• [WHAT YOU SHOULD DO]
Find each line in the records that contains the string "truck" and copy those lines out.

(Image point annotation entries)

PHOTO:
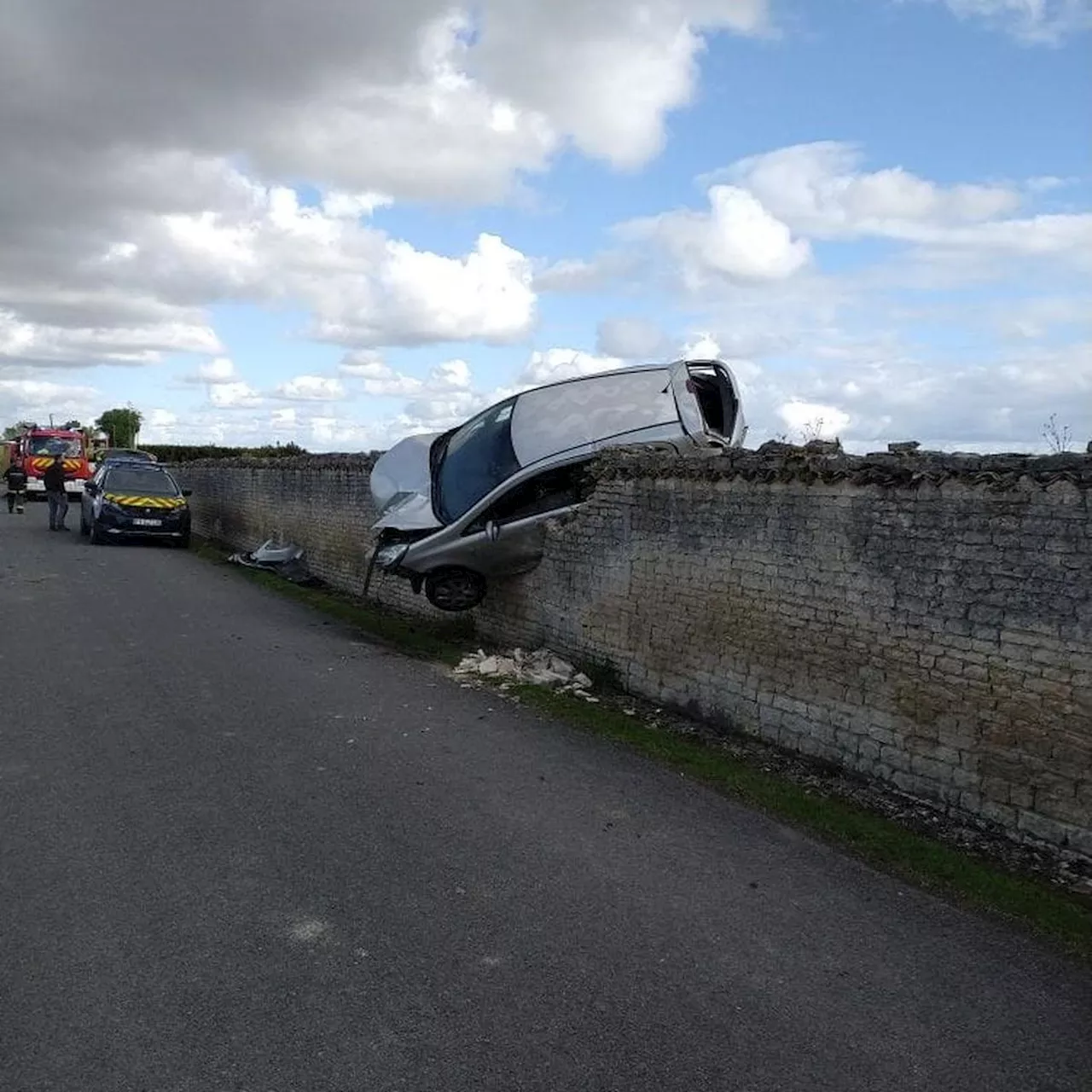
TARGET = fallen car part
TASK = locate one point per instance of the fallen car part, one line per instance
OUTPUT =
(285, 561)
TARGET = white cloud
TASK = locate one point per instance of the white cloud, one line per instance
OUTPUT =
(234, 396)
(311, 389)
(819, 190)
(630, 340)
(554, 365)
(811, 421)
(115, 257)
(1034, 22)
(33, 343)
(36, 398)
(737, 238)
(218, 370)
(381, 380)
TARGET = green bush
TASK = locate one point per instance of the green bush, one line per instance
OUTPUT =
(189, 452)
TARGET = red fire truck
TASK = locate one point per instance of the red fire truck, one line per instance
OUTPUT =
(36, 448)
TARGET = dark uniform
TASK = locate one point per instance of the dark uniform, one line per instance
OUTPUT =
(15, 478)
(54, 480)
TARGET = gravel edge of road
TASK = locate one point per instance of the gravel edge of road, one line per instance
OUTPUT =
(1048, 892)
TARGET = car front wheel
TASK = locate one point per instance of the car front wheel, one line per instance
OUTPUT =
(455, 589)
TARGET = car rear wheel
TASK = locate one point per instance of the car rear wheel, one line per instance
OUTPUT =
(455, 589)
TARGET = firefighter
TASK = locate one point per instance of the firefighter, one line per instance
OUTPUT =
(55, 479)
(15, 478)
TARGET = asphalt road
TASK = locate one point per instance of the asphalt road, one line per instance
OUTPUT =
(241, 851)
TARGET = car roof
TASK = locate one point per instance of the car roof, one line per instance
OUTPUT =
(591, 409)
(136, 464)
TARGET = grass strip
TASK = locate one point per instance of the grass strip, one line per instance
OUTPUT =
(960, 877)
(425, 639)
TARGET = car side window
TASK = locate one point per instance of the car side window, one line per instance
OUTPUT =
(549, 491)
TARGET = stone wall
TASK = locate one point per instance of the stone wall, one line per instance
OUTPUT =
(926, 620)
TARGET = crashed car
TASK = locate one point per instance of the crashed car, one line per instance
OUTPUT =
(462, 508)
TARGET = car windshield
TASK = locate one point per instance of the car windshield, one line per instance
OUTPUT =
(475, 460)
(55, 445)
(140, 483)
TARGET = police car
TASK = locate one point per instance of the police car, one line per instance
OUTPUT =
(135, 500)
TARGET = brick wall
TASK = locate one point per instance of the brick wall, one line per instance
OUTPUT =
(921, 619)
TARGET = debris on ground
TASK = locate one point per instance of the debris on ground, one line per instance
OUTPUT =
(541, 667)
(285, 560)
(952, 827)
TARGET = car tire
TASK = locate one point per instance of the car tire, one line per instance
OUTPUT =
(455, 589)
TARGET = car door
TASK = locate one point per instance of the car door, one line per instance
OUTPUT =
(507, 537)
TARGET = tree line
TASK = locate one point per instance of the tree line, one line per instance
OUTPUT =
(123, 426)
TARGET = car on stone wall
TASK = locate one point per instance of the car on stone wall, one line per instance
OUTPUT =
(463, 508)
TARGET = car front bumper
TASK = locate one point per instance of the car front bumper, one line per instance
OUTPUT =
(160, 526)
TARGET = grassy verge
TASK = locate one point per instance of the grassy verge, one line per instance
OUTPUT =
(958, 876)
(444, 642)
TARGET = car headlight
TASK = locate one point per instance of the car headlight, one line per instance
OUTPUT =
(391, 555)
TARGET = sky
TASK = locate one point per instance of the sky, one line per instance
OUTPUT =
(342, 222)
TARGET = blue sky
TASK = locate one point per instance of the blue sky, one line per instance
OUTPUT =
(880, 211)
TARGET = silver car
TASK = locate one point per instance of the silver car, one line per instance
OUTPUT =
(468, 506)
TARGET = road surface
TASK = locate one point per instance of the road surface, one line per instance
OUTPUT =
(242, 851)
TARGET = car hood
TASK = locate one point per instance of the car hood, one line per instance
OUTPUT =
(401, 485)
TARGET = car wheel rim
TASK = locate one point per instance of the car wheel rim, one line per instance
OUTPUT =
(456, 592)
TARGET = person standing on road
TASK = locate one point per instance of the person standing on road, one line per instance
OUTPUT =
(15, 478)
(54, 480)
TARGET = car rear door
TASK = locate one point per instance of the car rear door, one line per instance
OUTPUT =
(708, 401)
(508, 535)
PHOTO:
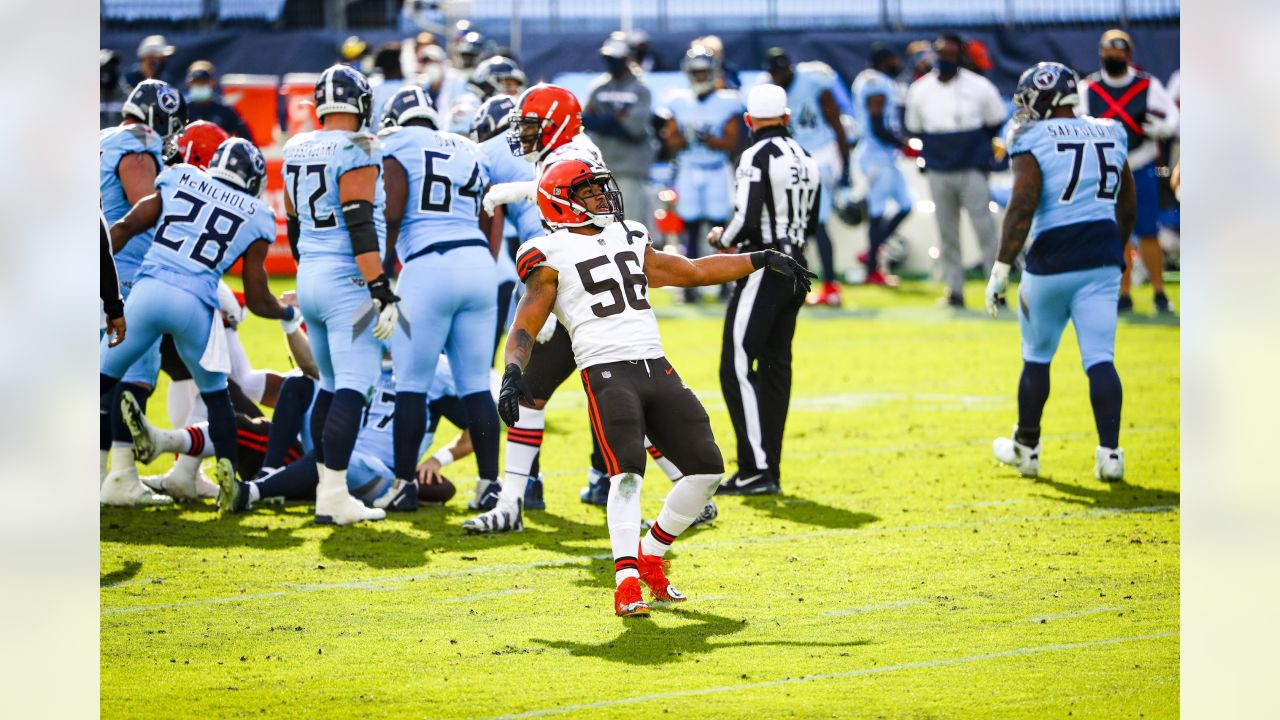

• [COMPLETED TASK]
TARGET = red fire truck
TASK = locate one point per instance of the red fire truck, one line per instance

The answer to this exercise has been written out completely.